> _PAGE EXCERPT_:
□ □ □ □

Motivating Employees

By Christie Walker
Few people grow up thinking, gee I want to be a lens grinder when I grow up, and yet your lab is filled with indispensable employees that keep all that high-tech equipment churning out product every day. Image if everyone walked out, where would that leave your lab? The number-one resource lab owners have today are their employees, the people whom they entrust to produce the products they sell, work with their customers and sell their services. Your people can make or break your business in a very short period of time. All too often, we see business owners who fail for reasons such as:

* An unwillingness to realize the worth of experience and successes in past performance.

* A propensity to sacrifice quality people who demand a higher rate of pay in turn for a less-than-optimal performer who needs training and will work for a lesser salary.

* A mindset that does not allow room for seeing the value of recognition and rewards for exceptional performance.

* Promoting from within based principally on tenure. A common misconception is that promoting from within saves money by offering a cheaper salary for the new position. This most often creates a position that fills the skill set of the present employee but most often does not fit the needs of the lab.

* Avoiding conflict and confrontation by being inconsistent with employee reviews and raises. Such avoidance can create a resentful environment, where strong employees pick up the slack.

Even in a manufacturing environment there are things you can do–with varying degrees of expense–to change the work environment within your lab to create a world-class environment in which people will want to come to work every day.

Reward-based Programs

Businesses can save both time and money if they understand both the value of promoting a reward-based program, and the loss of money from employee turnover. When employees leave, they take the skills acquired and knowledge gained, which were provided to these employees at great time and cost. What's most difficult to face is that this loss is compounded by the additional expense of replacing the employee. Among other costly factors are absenteeism and general internal dissension that can drain profitability as effectively as a 10 percent breakage rate. Understanding lab employees is the key to your success. Having confidence in your employees and creating a positive working environment will support your business growth. By embracing employee recognition, employees will be more motivated to do a better job for you.

According to research by James Oakley, Purdue University assistant professor of marketing, a direct link exists between employee satisfaction, motivation and a company's profits. After studying 100 employees of U.S. companies and their corporate culture, Mr. Oakley concluded that engaged employees are inspired to provide good service and be proactive in their work.

□ □ □ □

> _RECORDED INFORMATION_:
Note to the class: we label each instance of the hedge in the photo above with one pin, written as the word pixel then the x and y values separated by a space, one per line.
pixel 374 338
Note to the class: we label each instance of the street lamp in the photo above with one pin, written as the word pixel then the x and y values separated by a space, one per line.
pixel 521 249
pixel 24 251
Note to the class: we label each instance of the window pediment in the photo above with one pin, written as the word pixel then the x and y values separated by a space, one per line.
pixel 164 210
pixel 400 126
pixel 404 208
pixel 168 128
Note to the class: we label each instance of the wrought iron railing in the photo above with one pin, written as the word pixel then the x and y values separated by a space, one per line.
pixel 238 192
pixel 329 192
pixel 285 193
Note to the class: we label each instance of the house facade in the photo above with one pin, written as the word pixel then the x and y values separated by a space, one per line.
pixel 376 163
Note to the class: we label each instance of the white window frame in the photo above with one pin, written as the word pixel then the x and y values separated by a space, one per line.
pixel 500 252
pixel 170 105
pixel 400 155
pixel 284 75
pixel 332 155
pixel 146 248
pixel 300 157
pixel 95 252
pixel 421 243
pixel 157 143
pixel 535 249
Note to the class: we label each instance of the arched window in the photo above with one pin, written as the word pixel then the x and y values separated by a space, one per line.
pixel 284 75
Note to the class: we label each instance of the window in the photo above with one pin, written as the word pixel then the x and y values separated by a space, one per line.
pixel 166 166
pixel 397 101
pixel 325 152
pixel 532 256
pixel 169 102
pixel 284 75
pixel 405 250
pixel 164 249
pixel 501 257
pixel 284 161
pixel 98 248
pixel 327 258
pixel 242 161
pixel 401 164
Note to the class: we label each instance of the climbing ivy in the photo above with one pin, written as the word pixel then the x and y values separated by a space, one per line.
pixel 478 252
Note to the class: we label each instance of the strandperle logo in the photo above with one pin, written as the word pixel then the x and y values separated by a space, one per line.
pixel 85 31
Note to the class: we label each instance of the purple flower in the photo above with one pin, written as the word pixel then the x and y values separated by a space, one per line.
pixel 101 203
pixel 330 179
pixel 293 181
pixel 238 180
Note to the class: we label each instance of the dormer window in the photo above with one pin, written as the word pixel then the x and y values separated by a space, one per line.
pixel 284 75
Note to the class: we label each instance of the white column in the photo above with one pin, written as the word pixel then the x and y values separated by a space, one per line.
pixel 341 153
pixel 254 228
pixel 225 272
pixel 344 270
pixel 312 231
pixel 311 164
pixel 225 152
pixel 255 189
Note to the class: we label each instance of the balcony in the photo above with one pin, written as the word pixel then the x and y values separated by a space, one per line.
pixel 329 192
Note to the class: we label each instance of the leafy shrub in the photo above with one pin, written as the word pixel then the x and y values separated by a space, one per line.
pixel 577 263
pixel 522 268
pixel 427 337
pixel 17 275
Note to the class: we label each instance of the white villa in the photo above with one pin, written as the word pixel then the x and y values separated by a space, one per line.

□ □ □ □

> _SET EXERCISE 1_: How would this sentence from the article on motivating employees read in Spanish: "Your people can make or break your business in a very short period of time."
> _SET EXERCISE 2_: Can you carry the article on motivating employees further, picking up right after its final sentence?

> _EXPECTED ANSWER 1_: Su personal puede hacer prosperar o arruinar su negocio en muy poco tiempo.

> _EXPECTED ANSWER 2_:
Employees indicated that they favor recognition from managers and supervisors by a margin of almost two to one over recognition from other sources. And nearly seven out of 10 employees say non-monetary forms of recognition provide the best motivation. Committed employees develop loyalty to the organization, adjusting their performance to higher standards of accomplishment.

The solutions need not be elaborate to be successful. The cost of employee rewards and recognition is nominal, the results, abundant. To appreciate an employee for loyalty and performance requires only a simple thank you. That is free. To reward employees for work beyond expectations may slightly dent the pockets, but the benefits will soon show up on the bottom. Employee recognition and performance rewards drive individuals to work harder and smarter. Every employee embraces recognition regardless of his or her position, from customer service to shipping.

Money Can’t Buy Me Love

Money can't buy everything! Employees have personal schedules separate from the workplace and may need you to accommodate their non-work responsibilities. Some workers are more interested in work arrangements that mesh with their personal lives.

Consider rewarding current employees, or attracting new hires, with: flexible hours; and bonuses tied to attendance. (Less absenteeism and turnover means additional cost savings to you). The only way to know what they want is to ask them. You might spend a ton of money providing a free lunch every Wednesday, only to find out that they would have preferred movie passes. When this happens you’ve wasted money and haven’t accomplished your goal.

Just asking employees what they would appreciate most shows respect and goes along way toward employee satisfaction. The reward doesn’t have to be the same for everyone. Employees in customer service might appreciate chair massages (which would work in customer service but not out on the lab floor) while the finishing department might appreciate movie passes. Here are some ideas for rewards: gas cards, Starbucks cards, gift cards to general stores like Target, an extra paid day off, have the employees’ car detailed, bonuses to employees who recruit and train new employees, pizza lunch day, bring in a masseuse for chair massages, spa treatment gift cards, or movie passes. Create out of the box ways to say thank you for being part of my team. Send a positive message that the employee is valued, not simply perceived as a means to a profit for the pocketbook of the owner.

The different positions within your lab require varied degrees of experience, skill and education. It is clear there are people working in your lab whose life goals do not include the optical industry as their ultimate career path. To take that one step further, not everyone who works for you is internally motivated or inclined to advance in their career. With that in mind, understand and accept that some of the necessary positions within your organization do not allow for advancement. How do you create a challenging and rewarding work environment? How do you show that you value your employees?

The goal is to create an environment in which employees have fun, and work performance still exceeds expectations. Labs that embrace this idea will see an overall decrease in turnover, a decrease in absenteeism and the elimination of workplace drama. A fun, rewarding working environment is good for you, your employees and your business.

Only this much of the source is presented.